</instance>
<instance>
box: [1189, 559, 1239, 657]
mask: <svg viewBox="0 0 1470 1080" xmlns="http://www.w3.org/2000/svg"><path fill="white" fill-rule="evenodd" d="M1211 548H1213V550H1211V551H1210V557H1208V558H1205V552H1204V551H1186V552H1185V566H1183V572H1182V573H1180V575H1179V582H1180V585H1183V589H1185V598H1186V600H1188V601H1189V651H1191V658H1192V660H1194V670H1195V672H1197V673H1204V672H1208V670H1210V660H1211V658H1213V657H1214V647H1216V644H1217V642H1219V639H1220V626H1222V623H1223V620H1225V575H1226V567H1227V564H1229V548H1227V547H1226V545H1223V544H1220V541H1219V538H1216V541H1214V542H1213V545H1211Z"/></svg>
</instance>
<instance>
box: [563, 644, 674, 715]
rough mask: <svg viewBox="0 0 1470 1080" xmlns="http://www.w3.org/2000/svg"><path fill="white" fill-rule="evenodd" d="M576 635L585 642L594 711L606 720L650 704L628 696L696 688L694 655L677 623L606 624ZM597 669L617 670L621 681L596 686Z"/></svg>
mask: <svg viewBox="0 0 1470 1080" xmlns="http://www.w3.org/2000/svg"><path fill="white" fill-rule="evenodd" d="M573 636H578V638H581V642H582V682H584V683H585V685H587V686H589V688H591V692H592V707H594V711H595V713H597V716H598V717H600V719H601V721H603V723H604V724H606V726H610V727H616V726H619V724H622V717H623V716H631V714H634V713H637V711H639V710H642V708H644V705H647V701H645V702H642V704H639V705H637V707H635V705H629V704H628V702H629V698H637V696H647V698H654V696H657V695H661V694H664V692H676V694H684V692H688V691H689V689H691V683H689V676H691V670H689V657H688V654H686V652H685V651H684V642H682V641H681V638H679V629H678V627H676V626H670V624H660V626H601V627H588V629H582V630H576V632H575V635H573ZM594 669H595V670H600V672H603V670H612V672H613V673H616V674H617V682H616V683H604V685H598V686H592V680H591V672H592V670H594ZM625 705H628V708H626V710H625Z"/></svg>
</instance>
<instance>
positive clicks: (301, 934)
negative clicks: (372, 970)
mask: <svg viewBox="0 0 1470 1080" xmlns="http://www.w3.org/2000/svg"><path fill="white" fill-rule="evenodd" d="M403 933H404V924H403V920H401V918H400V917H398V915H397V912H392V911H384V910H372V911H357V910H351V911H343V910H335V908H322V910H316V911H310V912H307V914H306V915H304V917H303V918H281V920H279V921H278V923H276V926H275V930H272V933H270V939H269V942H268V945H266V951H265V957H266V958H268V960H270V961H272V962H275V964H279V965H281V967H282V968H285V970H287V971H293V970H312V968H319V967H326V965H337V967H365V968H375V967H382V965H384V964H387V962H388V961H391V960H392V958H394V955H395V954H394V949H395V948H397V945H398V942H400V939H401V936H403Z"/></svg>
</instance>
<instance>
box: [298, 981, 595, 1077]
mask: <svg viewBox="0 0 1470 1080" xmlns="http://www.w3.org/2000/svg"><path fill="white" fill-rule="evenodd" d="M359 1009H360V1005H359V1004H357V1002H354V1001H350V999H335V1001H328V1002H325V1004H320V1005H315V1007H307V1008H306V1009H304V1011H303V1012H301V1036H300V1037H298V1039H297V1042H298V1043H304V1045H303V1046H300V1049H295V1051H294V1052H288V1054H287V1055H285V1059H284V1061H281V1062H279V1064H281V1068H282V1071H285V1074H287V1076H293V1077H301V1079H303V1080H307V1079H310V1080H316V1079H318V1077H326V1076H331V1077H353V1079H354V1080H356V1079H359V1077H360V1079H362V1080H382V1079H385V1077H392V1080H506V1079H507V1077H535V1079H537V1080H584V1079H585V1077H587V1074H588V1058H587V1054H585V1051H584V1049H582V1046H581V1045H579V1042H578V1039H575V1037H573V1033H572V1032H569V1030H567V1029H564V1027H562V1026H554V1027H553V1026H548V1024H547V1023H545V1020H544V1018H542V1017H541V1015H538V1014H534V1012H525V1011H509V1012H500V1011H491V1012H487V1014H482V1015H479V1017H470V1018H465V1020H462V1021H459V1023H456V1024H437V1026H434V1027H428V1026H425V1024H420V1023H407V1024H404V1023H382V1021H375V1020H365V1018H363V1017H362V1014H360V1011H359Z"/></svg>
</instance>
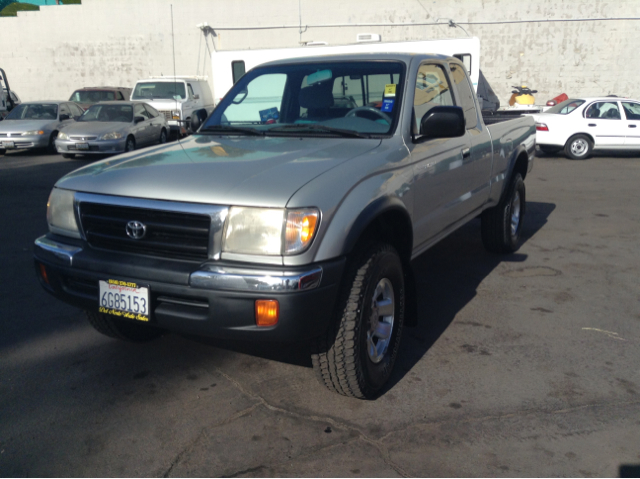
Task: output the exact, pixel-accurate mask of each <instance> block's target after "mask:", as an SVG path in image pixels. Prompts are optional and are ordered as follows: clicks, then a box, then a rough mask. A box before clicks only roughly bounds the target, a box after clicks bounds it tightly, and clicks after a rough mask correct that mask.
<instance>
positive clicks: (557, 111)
mask: <svg viewBox="0 0 640 479" xmlns="http://www.w3.org/2000/svg"><path fill="white" fill-rule="evenodd" d="M532 116H533V117H534V118H535V120H536V143H537V144H538V146H539V147H540V149H541V150H542V151H543V152H544V153H550V154H552V153H556V152H558V151H560V150H562V149H564V152H565V154H566V155H567V156H568V157H569V158H571V159H573V160H583V159H585V158H588V157H589V155H591V153H592V152H593V151H594V150H640V102H639V101H636V100H629V99H627V98H618V97H604V98H579V99H569V100H566V101H563V102H562V103H560V104H558V105H556V106H554V107H553V108H550V109H548V110H546V111H545V112H544V113H539V114H536V115H532Z"/></svg>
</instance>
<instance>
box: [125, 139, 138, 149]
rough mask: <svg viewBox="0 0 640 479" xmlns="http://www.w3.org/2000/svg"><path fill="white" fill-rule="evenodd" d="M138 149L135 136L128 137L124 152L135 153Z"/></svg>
mask: <svg viewBox="0 0 640 479" xmlns="http://www.w3.org/2000/svg"><path fill="white" fill-rule="evenodd" d="M135 149H136V139H135V138H134V137H133V136H128V137H127V142H126V143H125V145H124V151H125V152H126V151H133V150H135Z"/></svg>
◆ ◆ ◆ ◆ ◆
What is needed =>
Count the lines of the material above that contain the string "positive", treating uppercase and lowercase as different. Reply with only the number.

Answer space =>
2